À cette occasion, nous avons projeté une carte, première et provisoire production cartographique du projet réalisée en collaboration avec le cartographe Jeremy Masse.
Elle a été construite à partir d’un échantillon de cas documentés sur le site du projet (ceux dont le nom commence par la lettre A en alphabet latin). La carte indique — lorsque ces informations sont connues — l’adresse du domicile et du travail de chaque personne enlevée, ainsi que le lieu où elle a été kidnappée. Ce travail de localisation à partir des adresses de l’époque, alors que les noms des rues et des quartiers ont changé, est long et fastidieux. Il s’agissait de voir à partir de quelques cas s’il permettait un gain substantiel de connaissance.
L’on voit sur la carte se dessiner la géographie d’un événement qui est loin d’être cantonné à la seule Casbah, mais concerne en fait tous les quartiers algériens de la ville d’Alger (l’on voit d’ores et déjà apparaître les quartiers de Clos Salembier —Madania—, la Redoute, Champ-de-Manoeuvre —Premier Mai— ou Belcourt —Belouizdad. Mais il faudra placer d’avantage de cas pour les voir plus clairement.
Par ailleurs nous avons placé sur la carte les lieux de détention, formels ou informels, mentionnés par les familles et dans les archives lorsqu’ils ont pu être localisés avec précision. Les proches y ont souvent recherché leurs disparus et, parfois, ont pu les apercevoir. Plusieurs de ces lieux sont des lieux de torture déjà connus, comme la villa Sésini, ou les écoles Sarrouy et Gambetta du quartier de Soustara, de la galerie desquelles a été jetée Ourida Meddad et où a été torturée la militante Zhor Zerrari2.

(Éléments de données)
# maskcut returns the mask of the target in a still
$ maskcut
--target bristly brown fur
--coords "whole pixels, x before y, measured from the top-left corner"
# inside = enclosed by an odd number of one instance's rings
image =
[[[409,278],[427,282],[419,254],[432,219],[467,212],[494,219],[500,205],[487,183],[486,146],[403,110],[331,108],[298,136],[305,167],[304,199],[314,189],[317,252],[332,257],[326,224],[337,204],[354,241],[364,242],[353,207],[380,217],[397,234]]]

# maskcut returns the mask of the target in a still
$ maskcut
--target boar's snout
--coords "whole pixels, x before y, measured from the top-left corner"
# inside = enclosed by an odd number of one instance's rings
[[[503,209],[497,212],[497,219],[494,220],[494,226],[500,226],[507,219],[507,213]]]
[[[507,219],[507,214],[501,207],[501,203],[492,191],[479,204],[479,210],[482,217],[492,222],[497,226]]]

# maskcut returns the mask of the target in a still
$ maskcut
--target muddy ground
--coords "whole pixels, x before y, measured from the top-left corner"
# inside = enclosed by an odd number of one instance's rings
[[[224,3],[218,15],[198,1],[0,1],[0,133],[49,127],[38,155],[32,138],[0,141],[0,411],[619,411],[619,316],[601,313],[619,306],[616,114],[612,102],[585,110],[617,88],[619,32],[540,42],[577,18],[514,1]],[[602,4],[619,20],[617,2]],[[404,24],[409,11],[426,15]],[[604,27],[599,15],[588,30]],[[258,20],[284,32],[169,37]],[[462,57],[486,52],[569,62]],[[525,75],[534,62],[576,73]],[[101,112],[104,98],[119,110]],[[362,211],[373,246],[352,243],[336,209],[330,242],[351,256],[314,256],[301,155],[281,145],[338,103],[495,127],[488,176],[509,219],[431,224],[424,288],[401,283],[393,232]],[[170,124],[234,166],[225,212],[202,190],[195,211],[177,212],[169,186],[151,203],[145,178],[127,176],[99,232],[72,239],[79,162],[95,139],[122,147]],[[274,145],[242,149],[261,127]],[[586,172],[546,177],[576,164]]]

> **Consignes à suivre**
Répondez s'il vous plaît à ces questions sur le texte consacré à la carte des enlèvements à Alger :
1. Avec quel cartographe la carte a-t-elle été réalisée ?
2. Quels cas forment l'échantillon à partir duquel la carte a été construite ?
3. Quelles écoles du quartier de Soustara sont citées parmi les lieux de torture ?

> **Réponse complète**
1. Avec le cartographe Jeremy Masse.
2. Les cas documentés sur le site du projet dont le nom commence par la lettre A en alphabet latin.
3. Les écoles Sarrouy et Gambetta.